**WHAT IS EXPECTED:** Rewrite the records as a two-column CSV with the columns "request" and "answer", one row per request, each value in a single quoted field with line breaks replaced by spaces. Cover only the part that opens with the line containing "the snow-covered mountain" and runs through the end of the records.

**MATERIAL FOR THIS TASK:**
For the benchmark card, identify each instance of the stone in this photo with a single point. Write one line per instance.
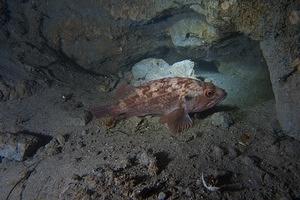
(221, 119)
(149, 160)
(152, 69)
(218, 152)
(193, 32)
(4, 91)
(80, 118)
(18, 146)
(162, 196)
(294, 17)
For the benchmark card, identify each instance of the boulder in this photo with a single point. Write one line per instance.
(153, 68)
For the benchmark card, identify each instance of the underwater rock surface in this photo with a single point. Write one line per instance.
(153, 69)
(55, 38)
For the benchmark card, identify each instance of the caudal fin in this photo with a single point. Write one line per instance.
(104, 111)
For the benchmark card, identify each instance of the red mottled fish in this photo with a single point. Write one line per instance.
(172, 98)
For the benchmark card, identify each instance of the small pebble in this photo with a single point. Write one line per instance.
(162, 196)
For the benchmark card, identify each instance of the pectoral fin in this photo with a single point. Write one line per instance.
(177, 120)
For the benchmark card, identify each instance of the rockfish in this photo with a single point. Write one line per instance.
(171, 98)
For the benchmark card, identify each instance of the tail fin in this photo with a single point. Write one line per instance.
(104, 111)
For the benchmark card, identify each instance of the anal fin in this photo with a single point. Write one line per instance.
(177, 120)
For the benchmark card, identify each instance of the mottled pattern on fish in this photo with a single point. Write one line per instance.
(173, 98)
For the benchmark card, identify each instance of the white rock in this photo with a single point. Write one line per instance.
(153, 69)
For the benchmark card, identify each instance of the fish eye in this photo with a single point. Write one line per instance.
(208, 93)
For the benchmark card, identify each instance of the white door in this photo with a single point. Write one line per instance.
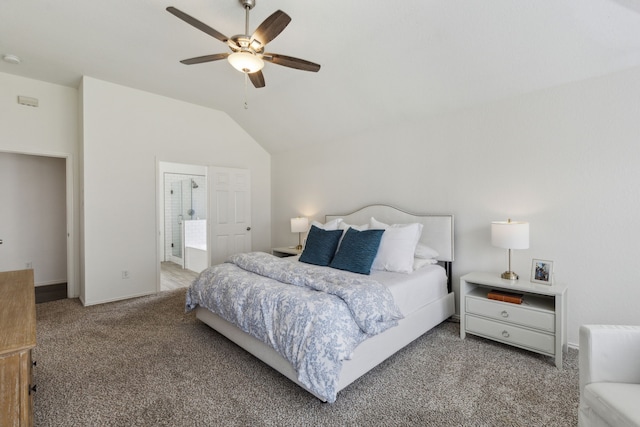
(229, 212)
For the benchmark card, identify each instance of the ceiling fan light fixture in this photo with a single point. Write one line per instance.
(246, 62)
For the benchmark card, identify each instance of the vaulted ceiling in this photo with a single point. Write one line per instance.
(382, 61)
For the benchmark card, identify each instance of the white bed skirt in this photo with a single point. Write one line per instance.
(366, 356)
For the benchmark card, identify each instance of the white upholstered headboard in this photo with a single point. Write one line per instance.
(437, 232)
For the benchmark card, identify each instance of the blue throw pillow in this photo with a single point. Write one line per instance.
(321, 246)
(357, 251)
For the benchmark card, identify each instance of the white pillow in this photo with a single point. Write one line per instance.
(331, 225)
(425, 252)
(418, 263)
(397, 246)
(344, 226)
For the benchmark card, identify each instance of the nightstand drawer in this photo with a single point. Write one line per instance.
(510, 334)
(512, 313)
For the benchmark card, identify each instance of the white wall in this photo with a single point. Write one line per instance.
(565, 159)
(33, 216)
(126, 132)
(51, 129)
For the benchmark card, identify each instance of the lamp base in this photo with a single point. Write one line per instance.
(509, 275)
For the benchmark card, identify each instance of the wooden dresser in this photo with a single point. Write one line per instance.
(17, 339)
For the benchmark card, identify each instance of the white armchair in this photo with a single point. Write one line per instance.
(609, 376)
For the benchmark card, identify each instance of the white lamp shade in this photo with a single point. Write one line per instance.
(299, 225)
(245, 62)
(510, 235)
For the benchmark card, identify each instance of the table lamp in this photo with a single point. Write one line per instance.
(299, 225)
(510, 235)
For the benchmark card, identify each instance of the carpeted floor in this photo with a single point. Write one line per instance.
(144, 362)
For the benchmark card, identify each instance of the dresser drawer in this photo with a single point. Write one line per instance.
(510, 334)
(512, 313)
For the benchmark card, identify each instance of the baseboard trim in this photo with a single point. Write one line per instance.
(47, 293)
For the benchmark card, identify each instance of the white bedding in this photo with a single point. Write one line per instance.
(410, 291)
(415, 290)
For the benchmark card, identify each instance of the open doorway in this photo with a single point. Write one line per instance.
(35, 213)
(183, 224)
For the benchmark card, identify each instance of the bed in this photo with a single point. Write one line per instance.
(417, 317)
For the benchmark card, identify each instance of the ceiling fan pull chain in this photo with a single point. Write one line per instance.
(246, 90)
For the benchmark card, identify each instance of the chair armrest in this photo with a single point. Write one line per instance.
(609, 353)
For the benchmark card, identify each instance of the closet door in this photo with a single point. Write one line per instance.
(229, 212)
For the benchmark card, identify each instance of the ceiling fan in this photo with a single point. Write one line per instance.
(247, 51)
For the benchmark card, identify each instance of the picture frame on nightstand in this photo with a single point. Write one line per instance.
(542, 271)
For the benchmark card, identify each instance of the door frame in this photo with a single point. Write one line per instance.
(73, 290)
(161, 168)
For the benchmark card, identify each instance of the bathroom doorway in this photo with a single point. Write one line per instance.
(183, 200)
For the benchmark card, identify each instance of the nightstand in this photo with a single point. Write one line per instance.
(538, 324)
(285, 251)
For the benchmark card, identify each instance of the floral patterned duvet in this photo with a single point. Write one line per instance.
(314, 317)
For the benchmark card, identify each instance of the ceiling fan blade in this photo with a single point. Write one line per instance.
(257, 79)
(291, 62)
(271, 27)
(199, 25)
(205, 58)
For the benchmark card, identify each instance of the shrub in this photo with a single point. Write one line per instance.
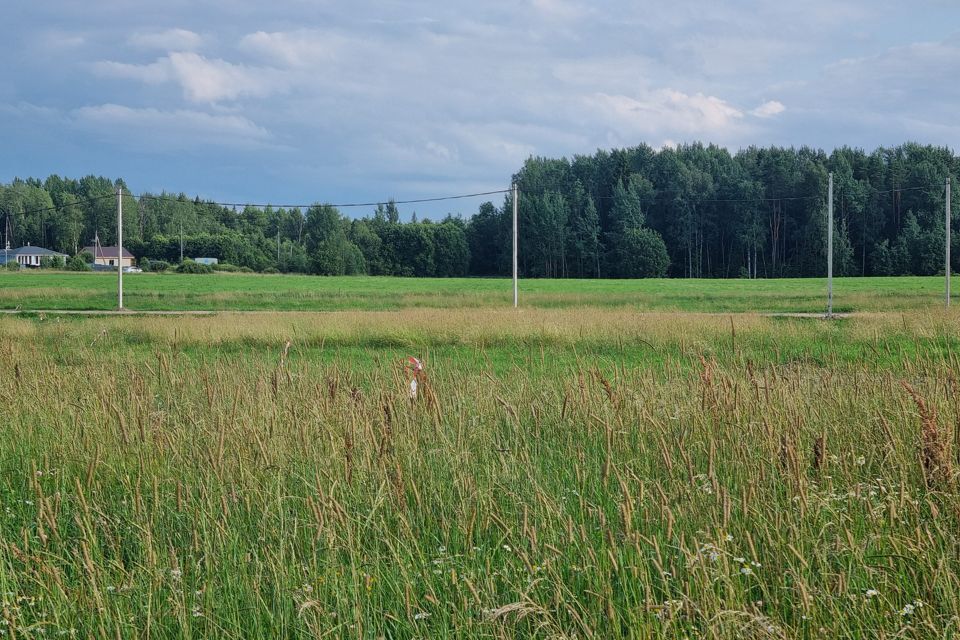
(77, 263)
(189, 266)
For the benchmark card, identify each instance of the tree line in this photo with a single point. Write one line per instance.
(691, 211)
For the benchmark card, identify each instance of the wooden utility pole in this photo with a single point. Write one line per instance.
(947, 265)
(515, 298)
(830, 247)
(120, 249)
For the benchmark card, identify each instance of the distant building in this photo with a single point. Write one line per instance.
(107, 256)
(28, 256)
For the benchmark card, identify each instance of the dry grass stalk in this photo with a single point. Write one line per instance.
(934, 450)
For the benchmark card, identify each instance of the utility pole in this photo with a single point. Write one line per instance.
(947, 270)
(830, 247)
(515, 300)
(120, 249)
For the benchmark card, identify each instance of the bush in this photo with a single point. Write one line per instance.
(159, 265)
(645, 254)
(77, 263)
(189, 266)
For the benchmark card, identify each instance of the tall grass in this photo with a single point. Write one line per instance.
(561, 475)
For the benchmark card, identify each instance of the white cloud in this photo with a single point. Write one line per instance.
(169, 40)
(201, 79)
(667, 111)
(175, 129)
(559, 9)
(769, 109)
(293, 48)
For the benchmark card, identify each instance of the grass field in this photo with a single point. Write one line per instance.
(563, 473)
(39, 290)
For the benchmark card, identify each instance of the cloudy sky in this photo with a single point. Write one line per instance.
(295, 101)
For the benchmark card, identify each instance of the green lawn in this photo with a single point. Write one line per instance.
(36, 290)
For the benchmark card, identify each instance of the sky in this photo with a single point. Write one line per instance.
(301, 101)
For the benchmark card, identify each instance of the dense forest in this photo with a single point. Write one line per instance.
(691, 211)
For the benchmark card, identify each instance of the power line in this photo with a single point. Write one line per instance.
(338, 206)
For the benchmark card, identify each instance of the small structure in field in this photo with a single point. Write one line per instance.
(28, 256)
(109, 256)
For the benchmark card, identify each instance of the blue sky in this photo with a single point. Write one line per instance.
(301, 101)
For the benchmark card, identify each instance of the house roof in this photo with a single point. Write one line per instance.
(106, 252)
(33, 251)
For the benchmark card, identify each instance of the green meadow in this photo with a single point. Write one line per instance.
(148, 292)
(561, 473)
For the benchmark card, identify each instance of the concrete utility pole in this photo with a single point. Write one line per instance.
(830, 247)
(947, 269)
(120, 249)
(515, 299)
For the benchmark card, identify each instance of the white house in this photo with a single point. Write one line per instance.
(28, 256)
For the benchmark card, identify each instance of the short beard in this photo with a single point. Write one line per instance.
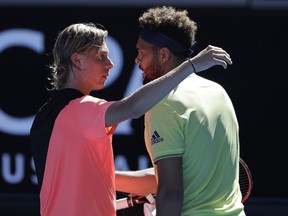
(154, 72)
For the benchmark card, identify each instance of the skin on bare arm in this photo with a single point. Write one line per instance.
(140, 182)
(170, 186)
(150, 94)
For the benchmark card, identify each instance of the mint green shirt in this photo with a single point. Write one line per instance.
(197, 121)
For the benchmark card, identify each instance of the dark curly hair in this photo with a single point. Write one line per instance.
(173, 23)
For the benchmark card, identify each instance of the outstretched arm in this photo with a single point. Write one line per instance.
(147, 96)
(140, 182)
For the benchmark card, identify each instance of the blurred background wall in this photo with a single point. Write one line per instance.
(253, 32)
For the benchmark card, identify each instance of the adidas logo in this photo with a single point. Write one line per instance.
(156, 138)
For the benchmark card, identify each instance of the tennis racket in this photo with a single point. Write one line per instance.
(128, 202)
(245, 181)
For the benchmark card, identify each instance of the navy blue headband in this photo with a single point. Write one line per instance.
(161, 40)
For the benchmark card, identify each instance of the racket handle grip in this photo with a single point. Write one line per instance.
(132, 201)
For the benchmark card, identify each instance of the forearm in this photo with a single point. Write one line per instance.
(140, 182)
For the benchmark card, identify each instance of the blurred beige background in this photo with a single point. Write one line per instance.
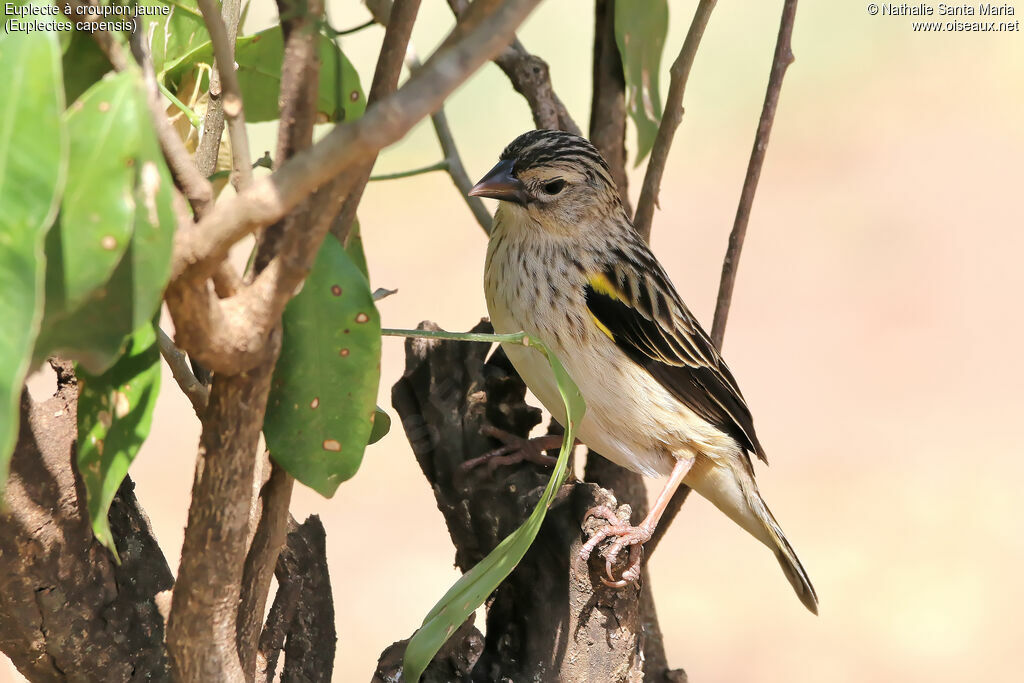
(872, 332)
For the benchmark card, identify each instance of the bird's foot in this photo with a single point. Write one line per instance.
(514, 450)
(626, 536)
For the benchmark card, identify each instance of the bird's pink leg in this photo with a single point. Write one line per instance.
(627, 535)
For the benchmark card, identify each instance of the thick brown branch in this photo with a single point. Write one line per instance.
(679, 74)
(299, 80)
(607, 104)
(228, 103)
(199, 250)
(780, 61)
(201, 631)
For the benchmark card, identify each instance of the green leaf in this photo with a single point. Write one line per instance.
(323, 398)
(84, 65)
(382, 425)
(33, 164)
(259, 58)
(473, 588)
(176, 34)
(115, 411)
(88, 318)
(98, 207)
(641, 27)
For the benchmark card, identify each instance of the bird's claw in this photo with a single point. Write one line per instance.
(627, 536)
(513, 450)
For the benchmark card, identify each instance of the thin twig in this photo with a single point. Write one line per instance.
(673, 115)
(396, 35)
(780, 61)
(442, 165)
(455, 167)
(530, 78)
(200, 249)
(197, 392)
(607, 103)
(222, 33)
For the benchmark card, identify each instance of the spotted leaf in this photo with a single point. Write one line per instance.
(323, 399)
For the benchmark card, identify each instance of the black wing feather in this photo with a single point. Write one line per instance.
(684, 360)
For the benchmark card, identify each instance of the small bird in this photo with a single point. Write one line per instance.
(565, 265)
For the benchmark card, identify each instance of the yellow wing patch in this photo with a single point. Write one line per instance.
(600, 284)
(601, 326)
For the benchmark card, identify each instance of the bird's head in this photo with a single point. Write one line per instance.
(556, 180)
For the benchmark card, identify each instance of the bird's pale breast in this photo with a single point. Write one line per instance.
(640, 430)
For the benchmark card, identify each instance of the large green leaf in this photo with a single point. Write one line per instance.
(115, 411)
(641, 27)
(91, 326)
(96, 213)
(174, 34)
(33, 159)
(322, 406)
(259, 58)
(473, 588)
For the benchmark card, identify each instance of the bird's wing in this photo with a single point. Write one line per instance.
(640, 310)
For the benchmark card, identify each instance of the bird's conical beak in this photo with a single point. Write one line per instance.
(499, 183)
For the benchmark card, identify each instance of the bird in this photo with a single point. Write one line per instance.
(565, 265)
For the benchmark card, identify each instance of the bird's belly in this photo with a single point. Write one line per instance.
(630, 419)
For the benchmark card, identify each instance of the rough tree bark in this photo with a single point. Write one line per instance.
(67, 610)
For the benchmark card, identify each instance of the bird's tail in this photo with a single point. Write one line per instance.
(736, 495)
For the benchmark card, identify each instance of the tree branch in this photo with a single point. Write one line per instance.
(530, 78)
(200, 249)
(228, 103)
(454, 167)
(780, 61)
(196, 391)
(268, 541)
(671, 119)
(607, 104)
(202, 627)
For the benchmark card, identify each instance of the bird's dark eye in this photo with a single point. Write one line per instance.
(554, 186)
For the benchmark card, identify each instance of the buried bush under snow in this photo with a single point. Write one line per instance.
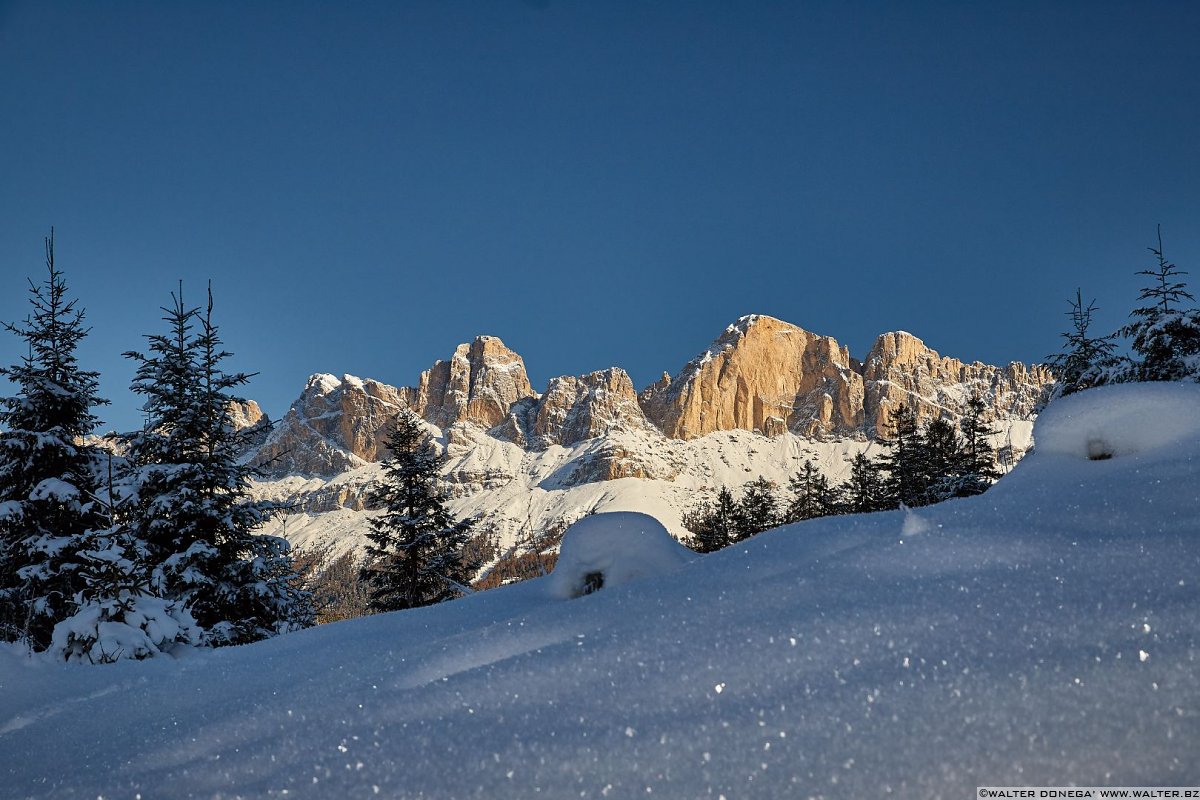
(1119, 420)
(607, 549)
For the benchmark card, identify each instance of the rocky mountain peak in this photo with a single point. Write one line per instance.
(761, 374)
(903, 370)
(478, 384)
(576, 409)
(336, 423)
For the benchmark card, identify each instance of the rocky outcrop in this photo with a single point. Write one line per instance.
(334, 425)
(761, 374)
(479, 384)
(246, 414)
(901, 370)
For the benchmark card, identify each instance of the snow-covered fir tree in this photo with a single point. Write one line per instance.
(757, 509)
(47, 473)
(713, 525)
(1164, 335)
(189, 493)
(415, 555)
(118, 615)
(865, 488)
(978, 469)
(1085, 361)
(811, 494)
(907, 471)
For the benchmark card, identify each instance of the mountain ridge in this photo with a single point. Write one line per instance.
(761, 374)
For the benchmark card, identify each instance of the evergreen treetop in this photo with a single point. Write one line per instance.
(415, 555)
(47, 471)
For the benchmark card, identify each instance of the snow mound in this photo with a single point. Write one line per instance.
(607, 549)
(1120, 420)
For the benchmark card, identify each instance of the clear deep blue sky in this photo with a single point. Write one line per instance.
(595, 182)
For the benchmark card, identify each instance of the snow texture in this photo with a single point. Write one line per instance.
(1044, 633)
(1120, 420)
(610, 549)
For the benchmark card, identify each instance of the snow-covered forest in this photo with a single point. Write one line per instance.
(1044, 632)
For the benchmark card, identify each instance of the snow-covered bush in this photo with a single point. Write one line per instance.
(1119, 420)
(607, 549)
(131, 626)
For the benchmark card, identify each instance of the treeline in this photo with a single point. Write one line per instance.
(919, 464)
(107, 557)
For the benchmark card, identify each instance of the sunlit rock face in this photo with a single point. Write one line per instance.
(901, 371)
(761, 374)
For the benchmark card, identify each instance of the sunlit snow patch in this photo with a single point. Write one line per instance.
(607, 549)
(1114, 421)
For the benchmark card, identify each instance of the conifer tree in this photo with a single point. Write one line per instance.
(713, 525)
(1165, 337)
(757, 510)
(190, 494)
(1085, 361)
(47, 471)
(907, 475)
(865, 489)
(941, 462)
(811, 494)
(978, 469)
(415, 557)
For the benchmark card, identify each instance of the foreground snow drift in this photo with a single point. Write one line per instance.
(1047, 632)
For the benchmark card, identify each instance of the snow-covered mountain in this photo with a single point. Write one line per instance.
(759, 401)
(1045, 633)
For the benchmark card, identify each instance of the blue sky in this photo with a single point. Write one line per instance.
(598, 184)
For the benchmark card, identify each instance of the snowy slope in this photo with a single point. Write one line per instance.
(1047, 632)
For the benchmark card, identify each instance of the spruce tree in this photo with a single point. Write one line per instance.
(757, 509)
(713, 525)
(1164, 336)
(978, 457)
(190, 494)
(941, 462)
(907, 475)
(415, 557)
(865, 489)
(1085, 361)
(811, 494)
(47, 471)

**ANSWER IN FULL:**
request,answer
"For the benchmark card, identify each instance of the snow-covered mountain in this photo with a single point. Write one line per instance.","(759, 401) (1045, 633)"
"For the benchmark card, identify each instance of the blue sky in this photo with a single point. Write one line per instance.","(598, 184)"
"For the benchmark card, identify each instance of the snowy slope in this photo with a single point. Write one line per instance.","(1047, 632)"
"For the benchmark card, identify each instance of the spruce tree in this photo with a single point. Write one line per instance.","(757, 509) (713, 525) (1164, 336) (978, 457) (190, 494) (941, 462) (907, 475) (415, 557) (865, 489) (1085, 361) (811, 494) (47, 471)"